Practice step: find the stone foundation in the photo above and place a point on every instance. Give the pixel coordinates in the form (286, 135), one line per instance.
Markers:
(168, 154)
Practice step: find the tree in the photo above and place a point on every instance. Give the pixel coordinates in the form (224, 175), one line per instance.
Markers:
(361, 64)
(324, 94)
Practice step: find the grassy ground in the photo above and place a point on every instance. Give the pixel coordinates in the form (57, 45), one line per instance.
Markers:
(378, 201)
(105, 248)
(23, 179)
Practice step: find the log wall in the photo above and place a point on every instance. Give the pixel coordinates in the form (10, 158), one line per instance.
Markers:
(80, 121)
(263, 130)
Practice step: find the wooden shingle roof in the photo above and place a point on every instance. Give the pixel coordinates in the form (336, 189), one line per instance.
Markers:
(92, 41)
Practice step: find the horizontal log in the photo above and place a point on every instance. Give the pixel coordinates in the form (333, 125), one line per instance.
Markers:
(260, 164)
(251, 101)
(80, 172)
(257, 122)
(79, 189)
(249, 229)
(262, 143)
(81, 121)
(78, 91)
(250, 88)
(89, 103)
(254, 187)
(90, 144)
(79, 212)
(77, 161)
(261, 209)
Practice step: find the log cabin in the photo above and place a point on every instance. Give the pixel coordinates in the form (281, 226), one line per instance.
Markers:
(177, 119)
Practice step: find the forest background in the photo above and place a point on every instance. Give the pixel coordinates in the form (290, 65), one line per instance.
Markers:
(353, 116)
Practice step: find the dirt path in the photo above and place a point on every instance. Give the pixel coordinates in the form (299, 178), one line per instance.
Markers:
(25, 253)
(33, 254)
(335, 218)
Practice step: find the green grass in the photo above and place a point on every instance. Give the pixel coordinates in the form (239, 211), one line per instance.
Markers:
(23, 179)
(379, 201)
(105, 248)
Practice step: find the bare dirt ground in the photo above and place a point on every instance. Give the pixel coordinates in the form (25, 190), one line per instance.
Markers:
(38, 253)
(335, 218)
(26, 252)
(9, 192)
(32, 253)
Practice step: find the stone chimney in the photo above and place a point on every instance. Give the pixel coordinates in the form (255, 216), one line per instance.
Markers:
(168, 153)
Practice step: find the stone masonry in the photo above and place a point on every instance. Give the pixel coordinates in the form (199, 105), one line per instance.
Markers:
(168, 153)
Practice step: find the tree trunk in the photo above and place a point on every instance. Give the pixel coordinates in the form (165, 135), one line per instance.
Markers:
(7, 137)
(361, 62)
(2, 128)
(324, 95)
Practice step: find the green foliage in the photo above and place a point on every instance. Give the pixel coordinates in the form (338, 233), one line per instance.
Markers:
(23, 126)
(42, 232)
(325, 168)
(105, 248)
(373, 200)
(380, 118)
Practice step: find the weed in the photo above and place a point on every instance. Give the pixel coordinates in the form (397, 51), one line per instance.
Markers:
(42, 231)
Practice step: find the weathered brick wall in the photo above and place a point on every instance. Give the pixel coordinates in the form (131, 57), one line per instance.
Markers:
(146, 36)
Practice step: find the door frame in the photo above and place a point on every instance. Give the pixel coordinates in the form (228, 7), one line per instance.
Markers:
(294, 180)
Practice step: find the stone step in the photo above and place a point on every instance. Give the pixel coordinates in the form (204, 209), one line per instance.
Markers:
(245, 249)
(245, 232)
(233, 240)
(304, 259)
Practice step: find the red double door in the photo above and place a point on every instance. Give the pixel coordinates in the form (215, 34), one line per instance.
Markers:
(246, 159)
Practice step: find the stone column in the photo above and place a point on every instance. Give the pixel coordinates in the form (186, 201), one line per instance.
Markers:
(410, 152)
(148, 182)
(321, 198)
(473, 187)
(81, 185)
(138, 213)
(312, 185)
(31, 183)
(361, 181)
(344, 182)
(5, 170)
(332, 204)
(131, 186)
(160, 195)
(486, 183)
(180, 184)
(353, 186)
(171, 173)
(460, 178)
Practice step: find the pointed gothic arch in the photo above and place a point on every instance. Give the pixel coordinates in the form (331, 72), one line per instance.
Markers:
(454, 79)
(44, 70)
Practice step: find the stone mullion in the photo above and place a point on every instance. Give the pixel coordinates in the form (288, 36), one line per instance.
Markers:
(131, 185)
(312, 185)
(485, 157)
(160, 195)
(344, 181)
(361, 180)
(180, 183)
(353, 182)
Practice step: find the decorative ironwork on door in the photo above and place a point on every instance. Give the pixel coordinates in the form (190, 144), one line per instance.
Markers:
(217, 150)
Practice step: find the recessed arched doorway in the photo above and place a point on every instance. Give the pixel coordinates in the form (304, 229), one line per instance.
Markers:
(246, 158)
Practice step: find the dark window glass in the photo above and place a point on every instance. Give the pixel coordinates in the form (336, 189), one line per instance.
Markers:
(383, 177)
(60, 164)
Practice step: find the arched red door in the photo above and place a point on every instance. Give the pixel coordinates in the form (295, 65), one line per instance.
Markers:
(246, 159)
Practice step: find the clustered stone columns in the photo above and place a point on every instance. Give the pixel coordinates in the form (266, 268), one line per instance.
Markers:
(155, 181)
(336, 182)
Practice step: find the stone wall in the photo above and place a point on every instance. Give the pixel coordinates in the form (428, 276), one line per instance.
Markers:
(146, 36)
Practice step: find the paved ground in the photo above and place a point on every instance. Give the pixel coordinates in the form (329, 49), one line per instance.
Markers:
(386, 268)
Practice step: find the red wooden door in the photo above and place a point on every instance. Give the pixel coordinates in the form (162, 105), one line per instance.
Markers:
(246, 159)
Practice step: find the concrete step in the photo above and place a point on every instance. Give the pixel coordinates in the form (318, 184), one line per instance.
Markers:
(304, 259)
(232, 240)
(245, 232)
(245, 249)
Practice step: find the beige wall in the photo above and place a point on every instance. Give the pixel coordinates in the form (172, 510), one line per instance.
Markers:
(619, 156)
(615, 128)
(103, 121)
---
Return the whole of the data, character for character.

Practice step: find the stone foundation in the photo above and place a point on every instance. Give the pixel coordinates in the form (286, 135), one line per instance.
Markers:
(168, 154)
Practice step: find the tree in the photo above and place a point on every instance. Give the pixel coordinates in the form (224, 175), one line per instance.
Markers:
(361, 64)
(324, 94)
Practice step: find the grassy ground in the photo above and place a point on every instance. Give the pixel coordinates in the form (57, 45), one line per instance.
Markers:
(378, 201)
(105, 248)
(23, 179)
Practice step: find the log wall in the photo above and place a point on every instance. Give the pixel coordinates in the form (10, 158), one line per instance.
Markers:
(80, 121)
(263, 130)
Practice step: find the wooden shingle roof in the photo above and place a point on every instance. Give the pixel coordinates in the form (336, 189), one line per instance.
Markers:
(92, 41)
Practice step: find the horizontal log in the photo above and place a point on every instance. Give the pixel coordinates in the form (333, 125), one line per instance.
Markers:
(260, 164)
(251, 101)
(80, 172)
(257, 122)
(79, 189)
(249, 229)
(262, 143)
(81, 121)
(78, 91)
(250, 88)
(89, 103)
(254, 187)
(90, 144)
(79, 212)
(77, 161)
(261, 209)
Practice step: find the log cabin in the photo above and place a point on every instance. Give the pixel coordinates in the form (281, 226), one line per instance.
Markers:
(177, 119)
Practice step: find the forest background in the photo above and place a point on every instance. Give the pixel coordinates in the form (290, 65), one line per instance.
Markers:
(353, 116)
Practice step: find the dirt path in the photo above and place a point on every instance. Give the pixel coordinates in the form (299, 178), one line per instance.
Markers:
(25, 253)
(33, 254)
(335, 218)
Practice step: find the green grass in the photo above and place a point on every instance. Give the pixel coordinates in the form (239, 211), one line per instance.
Markers:
(23, 179)
(379, 201)
(105, 248)
Practice step: find the bare dirt ground in the photo above and place a point on every instance. Give the pixel coordinates in the form (25, 190), one line per instance.
Markers:
(38, 253)
(335, 218)
(26, 252)
(9, 192)
(32, 253)
Practice step: find the stone chimney in the photo above and place a point on every instance. Give the pixel coordinates in the form (255, 216), one line per instance.
Markers:
(168, 153)
Practice step: find the stone masonry in the photo above and place a point on every instance. Give the pixel coordinates in the form (199, 105), one line per instance.
Markers:
(168, 153)
Practice step: find the tree trunk in the photo above and place a point on every instance. Give the pixel coordinates in the form (165, 135), one line per instance.
Markers:
(7, 137)
(361, 62)
(2, 128)
(324, 95)
Practice step: find the green foliage in the photo above and place a point on every instance. Give the pixel coordinates in the form (338, 233), one line per instance.
Markers:
(23, 126)
(42, 232)
(325, 168)
(105, 248)
(373, 200)
(380, 118)
Practice step: find the weed in the photo above and place a point on every instance. Give the pixel coordinates in the form (397, 51), one line per instance.
Markers:
(42, 231)
Practice step: find the weathered brick wall in the photo above and place a point on every instance. Give the pixel coordinates in the form (131, 57), one line per instance.
Markers:
(146, 36)
Practice step: find the door frame in the photo above and place a point on every instance. Give the pixel coordinates in the form (228, 7), one line per instance.
Markers:
(294, 180)
Practice step: find the stone step in the photo above and place a point on every instance. Give the pixel coordinates in the form (204, 209), one line per instance.
Markers:
(245, 249)
(245, 232)
(233, 240)
(304, 259)
Practice step: find the red double door in the photo above and place a point on every instance. Give the pixel coordinates in the form (215, 34), one line per instance.
Markers:
(246, 159)
Practice step: find the stone column in the photo above and place a point on every instance. Give the pixel coordinates in the form (186, 201), one line per instance.
Markers:
(410, 152)
(148, 182)
(321, 198)
(473, 187)
(81, 185)
(138, 213)
(312, 185)
(31, 183)
(361, 181)
(344, 182)
(5, 170)
(332, 204)
(131, 186)
(160, 195)
(486, 183)
(180, 184)
(353, 186)
(171, 173)
(460, 178)
Practice step: find the pointed gothic arch in the photo above and place a point on every instance. Give the pixel coordinates in the form (331, 72), one line per instance.
Markers:
(454, 79)
(44, 70)
Practice step: find the stone mullion in the photo above and place a point on every instance. Give the pixel coordinates in the form (288, 36), one line per instance.
Markers:
(131, 185)
(312, 185)
(485, 157)
(160, 195)
(344, 181)
(361, 180)
(180, 183)
(353, 182)
Practice step: find the decorative ironwork on door in the photo above and place a point on every instance. Give the pixel coordinates in the form (190, 144), one line per instance.
Markers:
(217, 150)
Practice step: find the recessed arched doorway in the photo above and place a point on every instance. Give the pixel coordinates in the form (304, 229), one line per instance.
Markers:
(246, 158)
Practice step: find the dark window glass in the photo above and place a point on every instance. Give the pixel coordinates in the form (336, 189), one line per instance.
Markers:
(383, 177)
(60, 164)
Practice step: find the arched red door in the photo above and place a point on every instance. Give the pixel coordinates in the form (295, 65), one line per instance.
Markers:
(246, 159)
Practice step: find the clustered stone columns in the photo above and place a point on every instance. Give the pixel coordinates in the form (266, 268), one line per instance.
Markers:
(155, 181)
(336, 182)
Practice step: find the stone wall in the photo above and place a point on every instance. Give the pixel coordinates in the form (428, 276), one line per instance.
Markers:
(146, 36)
Practice step: find the paved ground in the photo above and place a point on every instance. Give the pixel coordinates in the form (329, 49), one line per instance.
Markers:
(386, 268)
Practice step: find the red wooden door in the photo above and place a point on every instance. Give the pixel coordinates in the form (162, 105), one line per instance.
Markers:
(246, 159)
Practice step: find the concrete step in the photo above and place a point on every instance. Give the pixel coordinates in the form (318, 184), one line per instance.
Markers:
(304, 259)
(232, 240)
(245, 232)
(245, 249)
Practice step: find the beige wall in the photo above and place a point on every instance. Give the pixel coordinates in the form (172, 510), one line per instance.
Markers:
(619, 156)
(615, 128)
(103, 121)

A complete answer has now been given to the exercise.